━━ DOCUMENT EXCERPT ━━

Sermon Notes for Proper 21, 18 Pentecost, Year C
Scripture: Amos 6:1-7; 1 Tim. 6:11-19; Luke 16:19-31
The other day I had a conversation with the guy who cuts my hair, and he asked me if I’d heard about or had read the book entitled The Secret. I told him that I had heard of it but that I hadn’t read it (I didn’t tell him what I heard about it), and I was interested to hear what he would say. So he tells me his impression of this book. “It’s about energy” he said, “and everyone has positive and negative varieties. When you focus on bad things, bad things are attracted to you. When you focus on good things, good things come to you.” “So” he says, “you want a nice car, you just have to be positive and think that you’ll get that car and you’ll find a way to get it.” So things like getting sick and other bad things that happen to us are because of our negative energies.
You can see, probably, why such a belief would be popular in modern America. It’s practical, simple, easy to understand, and if something good happens, you get to take all the credit. And we have a lot of opportunities in our country for good things to happen to us. I’m not sure this idea would be so popular with or comforting to a cancer patient, or someone who’d just lost a loved one or had any number of bad things happen to them. “Too bad you’re going through that, guess you didn’t keep up on your positive energies.”
The whole frame of thought that The Secret and other examples of the “new thought” movement come out of is profoundly negative because it encourages people to self-aggrandizement, and to take credit and responsibility for things that are, in the nature of our world, largely or entirely out of our control.

━━━
━━ RECORDED DATA ━━

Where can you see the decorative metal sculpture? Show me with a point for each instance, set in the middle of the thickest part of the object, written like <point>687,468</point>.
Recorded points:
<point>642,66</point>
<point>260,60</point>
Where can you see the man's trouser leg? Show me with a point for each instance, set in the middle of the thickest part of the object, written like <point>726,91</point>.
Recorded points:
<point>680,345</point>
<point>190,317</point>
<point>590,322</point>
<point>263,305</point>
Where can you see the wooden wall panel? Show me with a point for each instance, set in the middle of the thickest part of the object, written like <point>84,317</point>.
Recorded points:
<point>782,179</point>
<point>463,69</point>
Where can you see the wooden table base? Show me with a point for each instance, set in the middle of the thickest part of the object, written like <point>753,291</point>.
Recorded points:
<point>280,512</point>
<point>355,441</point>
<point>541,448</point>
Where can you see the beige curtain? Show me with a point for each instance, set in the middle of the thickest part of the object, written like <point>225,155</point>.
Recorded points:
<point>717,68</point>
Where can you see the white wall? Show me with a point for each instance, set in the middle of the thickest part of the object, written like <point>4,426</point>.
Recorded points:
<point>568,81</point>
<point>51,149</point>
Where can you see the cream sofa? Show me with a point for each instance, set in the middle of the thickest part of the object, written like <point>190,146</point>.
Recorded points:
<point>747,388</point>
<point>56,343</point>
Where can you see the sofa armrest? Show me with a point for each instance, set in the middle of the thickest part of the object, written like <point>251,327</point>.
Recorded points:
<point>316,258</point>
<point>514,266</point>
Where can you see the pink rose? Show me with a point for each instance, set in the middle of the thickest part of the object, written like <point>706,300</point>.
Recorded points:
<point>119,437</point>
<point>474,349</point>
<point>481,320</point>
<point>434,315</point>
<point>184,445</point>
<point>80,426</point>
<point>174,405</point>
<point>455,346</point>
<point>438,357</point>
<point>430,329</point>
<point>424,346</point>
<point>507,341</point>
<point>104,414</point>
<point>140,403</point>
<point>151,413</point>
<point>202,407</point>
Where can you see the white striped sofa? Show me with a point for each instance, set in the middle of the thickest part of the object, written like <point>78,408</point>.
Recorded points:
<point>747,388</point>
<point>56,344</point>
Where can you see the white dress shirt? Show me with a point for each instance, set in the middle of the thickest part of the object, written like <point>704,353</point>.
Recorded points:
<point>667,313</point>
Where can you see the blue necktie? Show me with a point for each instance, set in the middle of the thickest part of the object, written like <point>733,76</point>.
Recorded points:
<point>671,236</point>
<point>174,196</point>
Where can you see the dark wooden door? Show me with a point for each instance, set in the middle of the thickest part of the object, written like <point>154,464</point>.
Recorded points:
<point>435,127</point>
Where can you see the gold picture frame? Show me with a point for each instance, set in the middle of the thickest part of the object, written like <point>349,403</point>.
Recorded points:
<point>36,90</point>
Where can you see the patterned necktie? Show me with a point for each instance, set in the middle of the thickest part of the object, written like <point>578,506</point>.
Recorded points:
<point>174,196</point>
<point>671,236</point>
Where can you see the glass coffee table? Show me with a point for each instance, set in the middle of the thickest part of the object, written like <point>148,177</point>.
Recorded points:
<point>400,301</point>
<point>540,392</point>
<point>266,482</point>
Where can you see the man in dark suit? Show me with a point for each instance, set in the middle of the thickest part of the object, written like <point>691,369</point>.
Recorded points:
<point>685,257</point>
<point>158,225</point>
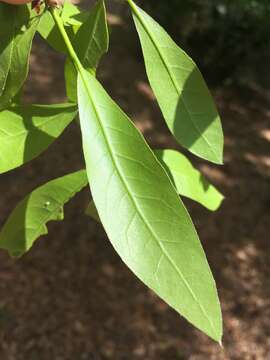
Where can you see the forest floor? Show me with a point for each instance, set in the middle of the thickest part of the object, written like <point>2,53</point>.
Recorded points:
<point>72,298</point>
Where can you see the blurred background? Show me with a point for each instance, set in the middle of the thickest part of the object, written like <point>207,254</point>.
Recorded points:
<point>71,297</point>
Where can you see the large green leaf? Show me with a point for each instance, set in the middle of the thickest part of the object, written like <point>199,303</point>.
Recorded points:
<point>188,181</point>
<point>90,43</point>
<point>26,131</point>
<point>28,220</point>
<point>140,209</point>
<point>7,29</point>
<point>14,55</point>
<point>181,92</point>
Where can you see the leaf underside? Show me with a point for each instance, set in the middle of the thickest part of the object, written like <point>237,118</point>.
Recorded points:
<point>180,89</point>
<point>142,214</point>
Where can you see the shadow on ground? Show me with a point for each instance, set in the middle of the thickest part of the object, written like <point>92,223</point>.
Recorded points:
<point>72,298</point>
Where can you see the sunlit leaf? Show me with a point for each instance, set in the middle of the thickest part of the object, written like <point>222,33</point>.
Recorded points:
<point>140,209</point>
<point>28,220</point>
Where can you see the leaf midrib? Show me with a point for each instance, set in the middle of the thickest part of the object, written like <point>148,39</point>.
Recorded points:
<point>122,178</point>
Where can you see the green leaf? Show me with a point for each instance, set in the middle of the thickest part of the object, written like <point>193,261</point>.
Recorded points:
<point>15,51</point>
<point>91,211</point>
<point>28,220</point>
<point>90,43</point>
<point>188,181</point>
<point>140,209</point>
<point>180,89</point>
<point>30,130</point>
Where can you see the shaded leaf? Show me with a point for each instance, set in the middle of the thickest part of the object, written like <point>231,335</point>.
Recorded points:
<point>140,209</point>
<point>28,220</point>
<point>91,211</point>
<point>15,51</point>
<point>90,43</point>
<point>188,181</point>
<point>30,130</point>
<point>181,92</point>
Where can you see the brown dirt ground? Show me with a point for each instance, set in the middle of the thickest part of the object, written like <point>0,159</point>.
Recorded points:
<point>71,297</point>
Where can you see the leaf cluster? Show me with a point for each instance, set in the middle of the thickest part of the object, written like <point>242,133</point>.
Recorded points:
<point>135,189</point>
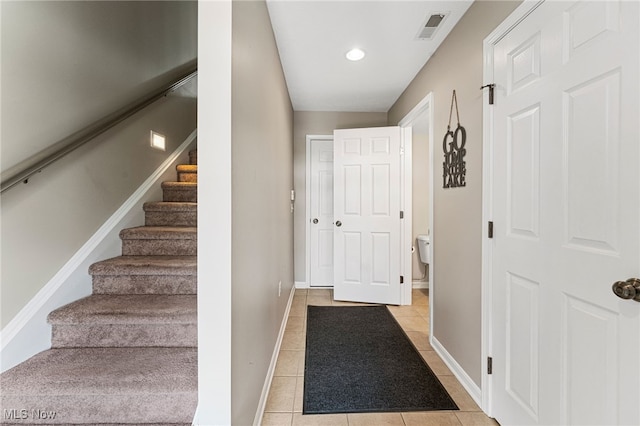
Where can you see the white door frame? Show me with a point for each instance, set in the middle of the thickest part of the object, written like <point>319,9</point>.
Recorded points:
<point>307,274</point>
<point>424,107</point>
<point>489,43</point>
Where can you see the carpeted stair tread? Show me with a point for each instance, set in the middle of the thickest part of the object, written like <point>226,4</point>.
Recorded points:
<point>91,385</point>
<point>162,206</point>
<point>146,265</point>
<point>127,354</point>
<point>160,233</point>
<point>180,191</point>
<point>179,185</point>
<point>187,168</point>
<point>128,309</point>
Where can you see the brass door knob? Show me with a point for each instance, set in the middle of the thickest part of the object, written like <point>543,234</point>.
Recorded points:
<point>629,289</point>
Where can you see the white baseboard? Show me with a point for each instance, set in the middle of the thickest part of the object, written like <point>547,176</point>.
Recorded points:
<point>474,391</point>
<point>28,332</point>
<point>420,284</point>
<point>301,285</point>
<point>274,360</point>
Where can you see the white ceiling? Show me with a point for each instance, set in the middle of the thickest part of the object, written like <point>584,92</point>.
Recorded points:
<point>313,37</point>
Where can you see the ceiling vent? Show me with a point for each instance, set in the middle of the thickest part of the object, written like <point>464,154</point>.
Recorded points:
<point>429,28</point>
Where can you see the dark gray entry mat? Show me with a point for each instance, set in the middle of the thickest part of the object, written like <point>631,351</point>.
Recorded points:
<point>358,360</point>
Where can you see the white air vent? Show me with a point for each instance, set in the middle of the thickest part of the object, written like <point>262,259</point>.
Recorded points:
<point>430,26</point>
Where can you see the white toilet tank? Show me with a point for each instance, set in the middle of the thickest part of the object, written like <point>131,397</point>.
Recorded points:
<point>424,245</point>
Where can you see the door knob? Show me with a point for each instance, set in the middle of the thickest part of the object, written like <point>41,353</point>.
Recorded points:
<point>629,289</point>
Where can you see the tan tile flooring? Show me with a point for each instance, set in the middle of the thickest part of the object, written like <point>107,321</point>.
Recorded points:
<point>284,404</point>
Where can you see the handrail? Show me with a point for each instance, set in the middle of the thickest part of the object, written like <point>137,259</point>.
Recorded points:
<point>77,139</point>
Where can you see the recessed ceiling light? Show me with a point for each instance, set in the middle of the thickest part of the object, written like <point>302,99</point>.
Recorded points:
<point>355,54</point>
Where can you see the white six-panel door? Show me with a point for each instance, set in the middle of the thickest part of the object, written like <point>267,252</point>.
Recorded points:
<point>566,217</point>
<point>321,213</point>
<point>367,215</point>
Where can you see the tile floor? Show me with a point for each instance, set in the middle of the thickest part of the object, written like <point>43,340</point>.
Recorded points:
<point>284,404</point>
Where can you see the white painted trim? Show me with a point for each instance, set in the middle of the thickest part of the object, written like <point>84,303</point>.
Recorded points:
<point>307,213</point>
<point>215,203</point>
<point>490,41</point>
<point>426,105</point>
<point>464,379</point>
<point>406,205</point>
<point>274,360</point>
<point>28,332</point>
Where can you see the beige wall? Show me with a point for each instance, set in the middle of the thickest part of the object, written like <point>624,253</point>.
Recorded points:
<point>64,65</point>
<point>317,123</point>
<point>457,64</point>
<point>262,225</point>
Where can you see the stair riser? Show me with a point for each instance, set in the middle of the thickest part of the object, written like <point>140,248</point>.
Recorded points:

━━━

__WORK TASK 1__
In the sermon notes, who asked the writer whether they had heard about or read The Secret?
__WORK TASK 2__
Write the next part of the sermon notes on The Secret, picking up after their last sentence.
The recorded data plays no part in this work.

__EXERCISE ANSWER 1__
The guy who cuts the writer's hair asked about it.

__EXERCISE ANSWER 2__
Of course, this isn’t a new idea…you may have thought it sounded a bit like Karma in Hinduism, but it also bears similarities to some ideas that are present in scripture.
That’s right, these are biblical ideas. What I mean is that they are in the Bible, not that they are held up as good or commended. But we see examples of this when Job’s friends insist he must have sinned and brought his calamity upon himself. We see it in the Gospels when Jesus is asked about the man born blind: who sinned, this man or his parents? Of course Jesus doesn’t confirm their prejudices but instead sees it as an opportunity for the grace of God to be made manifest.
But people in that time, as much or more than people today, believed that people’s status in life and especially any disease or physical affliction they might have were a direct result of their (or their parents’) own moral fault or sin. That’s certainly what Jesus’ hearers would have been thinking when he started telling them the story of Lazarus and the rich man that we find in our Gospel reading this morning.
“Surely,” they’d think, “the wealthy man is blessed by God. Not only can he afford to wear white, but purple cloth as well–and cater such a feast daily! He must be truly holy.”